INSTRUCTIONS FOR THE TASK>
Could you output every one of the records below word for word, keeping each line unchanged and in its original order?

RECORD EXCERPTS>

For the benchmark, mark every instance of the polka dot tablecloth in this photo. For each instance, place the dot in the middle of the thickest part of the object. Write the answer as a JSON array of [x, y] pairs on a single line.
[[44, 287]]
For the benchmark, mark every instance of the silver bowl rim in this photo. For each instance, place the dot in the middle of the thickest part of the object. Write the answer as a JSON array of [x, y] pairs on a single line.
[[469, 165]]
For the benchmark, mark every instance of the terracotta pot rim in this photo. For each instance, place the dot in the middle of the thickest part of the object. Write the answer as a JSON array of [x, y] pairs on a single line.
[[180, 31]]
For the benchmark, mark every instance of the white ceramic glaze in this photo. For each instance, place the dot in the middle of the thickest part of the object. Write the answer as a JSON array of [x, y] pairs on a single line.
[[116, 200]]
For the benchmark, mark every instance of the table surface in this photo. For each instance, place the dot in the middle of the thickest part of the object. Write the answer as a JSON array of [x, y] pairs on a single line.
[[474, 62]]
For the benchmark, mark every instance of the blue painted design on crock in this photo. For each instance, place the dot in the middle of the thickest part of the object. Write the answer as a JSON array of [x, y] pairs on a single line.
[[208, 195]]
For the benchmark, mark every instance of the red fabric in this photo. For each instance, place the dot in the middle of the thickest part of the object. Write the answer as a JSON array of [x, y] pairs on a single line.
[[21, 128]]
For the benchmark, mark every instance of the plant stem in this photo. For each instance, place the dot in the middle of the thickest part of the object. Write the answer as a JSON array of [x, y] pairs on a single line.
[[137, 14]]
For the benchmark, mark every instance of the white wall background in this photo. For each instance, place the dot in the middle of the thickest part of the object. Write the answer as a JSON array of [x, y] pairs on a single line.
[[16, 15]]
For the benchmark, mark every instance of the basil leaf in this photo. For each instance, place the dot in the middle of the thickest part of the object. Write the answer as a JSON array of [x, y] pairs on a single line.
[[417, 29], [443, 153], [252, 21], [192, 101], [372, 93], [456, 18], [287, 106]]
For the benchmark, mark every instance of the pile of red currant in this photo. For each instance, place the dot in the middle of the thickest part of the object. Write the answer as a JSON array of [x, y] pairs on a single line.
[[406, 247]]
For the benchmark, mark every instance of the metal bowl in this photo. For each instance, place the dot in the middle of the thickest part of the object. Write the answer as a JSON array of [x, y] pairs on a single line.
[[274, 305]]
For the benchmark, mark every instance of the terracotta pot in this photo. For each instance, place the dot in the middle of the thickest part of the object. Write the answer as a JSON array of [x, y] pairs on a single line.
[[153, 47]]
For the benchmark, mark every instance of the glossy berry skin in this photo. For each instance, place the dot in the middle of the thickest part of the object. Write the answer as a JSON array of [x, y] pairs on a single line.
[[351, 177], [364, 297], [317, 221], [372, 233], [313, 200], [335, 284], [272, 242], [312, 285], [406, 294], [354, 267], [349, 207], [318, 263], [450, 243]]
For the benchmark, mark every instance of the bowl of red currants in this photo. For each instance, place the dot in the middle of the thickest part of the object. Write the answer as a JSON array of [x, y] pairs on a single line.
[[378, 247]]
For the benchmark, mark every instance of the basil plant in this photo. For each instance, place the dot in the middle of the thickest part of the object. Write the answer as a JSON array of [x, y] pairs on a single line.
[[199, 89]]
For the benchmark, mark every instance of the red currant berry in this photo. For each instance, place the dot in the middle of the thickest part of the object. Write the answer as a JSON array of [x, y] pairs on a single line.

COMPLETED EXERCISE>
For the benchmark, mark every instance of the polka dot tablecloth in this photo. For each instance, place the dot in the middle of the thickest part of the object. Write the answer as a JSON array of [x, y] pairs on a single line.
[[44, 287]]
For the benchmark, mark every instance of the silver bowl rim in this photo. For each instance, place the dot in the middle of the thickest part of the object. Write the answer as a JSON array of [x, y] pairs on a single line.
[[469, 165]]
For the benchmark, mark every instance of the terracotta pot rim in this photo. For each instance, place the dot in the middle of the thickest part of the object. Write the answer as a JSON array of [x, y] pairs on a single line.
[[180, 31]]
For the benchmark, mark every instance of the white ceramic glaze in this photo. For each instance, place the dot in the middle of the thickest part of the object. Write the answer as a JSON array of [x, y] pairs on a single line.
[[116, 200]]
For the benchmark, mark every instance of the table surface in this photo. For each instance, place the dot in the middle of the thickest part of the object. Write the answer as a JSON array of [x, y] pairs on a single line.
[[474, 62]]
For the benchmark, mark every instance of the blue painted design on crock in this photo. For each instance, place the dot in the middle of the thickest part of the object. Write the answer as a JSON array of [x, y] pairs on a single line.
[[208, 195]]
For the benchmark, mark every instance of the red fabric in this photo. For each instance, place the dot in the middle of the thickest part of the object. Write the answer as a JSON array of [x, y] pairs on a single line.
[[21, 128]]
For the benchmark, mark every instance of the plant stem in this photo. For each instance, place the dot in the middle of the thickest part of the object. Write the answer as a JSON array of [x, y] pairs on a single line.
[[137, 14]]
For the benchmark, mark every instance of the white wall background in this photo. For each instance, place the dot in the middle of the thickest part of the object. Write the answer as a JSON array of [x, y] pairs on a single line.
[[16, 15]]
For the benchmark, mark every instance of the basil leaf in this photo. For each instance, place the dot in the middle of the thickest part of the object. Write the answer as a JSON array of [x, y] pairs on a single line.
[[417, 29], [443, 153], [252, 21], [192, 101], [372, 93], [456, 18], [287, 106]]
For the benchmark, mark every instance of the pile of red currant in this photo. For each instance, place the dot in the middle of the thickest part of the object. Write the answer as a JSON array of [x, y] pairs on a single line.
[[406, 247]]
For the benchmark, mark every instance of the metal bowl in this photo. For each instance, place the dot in the middle of the thickest part of the object. Write the answer as a JSON array of [x, y] pairs on a single line.
[[274, 305]]
For the benchmark, mark every instance of the terracotta pot in this photo. For each instance, place the dot in the middle of the thickest part of the object. Write the answer as a JSON array of [x, y] pairs on a single line.
[[153, 47]]
For the benchmark, mark every instance of the glossy berry skin in this photo. For each instance, place the dot in the middle of the thickest part of the object. Write the answer as a JSON array of [x, y] pairs on a single line.
[[351, 177], [364, 297], [317, 221], [372, 233], [313, 200], [335, 284], [272, 242], [312, 285], [406, 294], [354, 267], [349, 207], [318, 263], [450, 243]]
For the benchmark, mark every instance of the bowl of red currants in this photo. For each instance, place the dot in the middle of the thickest part of the object. Write the answer as a JSON array of [x, y] pairs on a single line.
[[378, 247]]
For the benchmark, mark every instance of the basil plant in this photo. For each instance, place the dot in the middle of the thickest part of the object. Write the answer as a JSON array of [x, y] pairs on a single line.
[[199, 89]]
For the benchmark, mark every instance of the red currant berry in this photo. For each instance, place the dot in the middle of the thickest part of the object. Write the answer as a JSON array of [x, y] pairs on a single line.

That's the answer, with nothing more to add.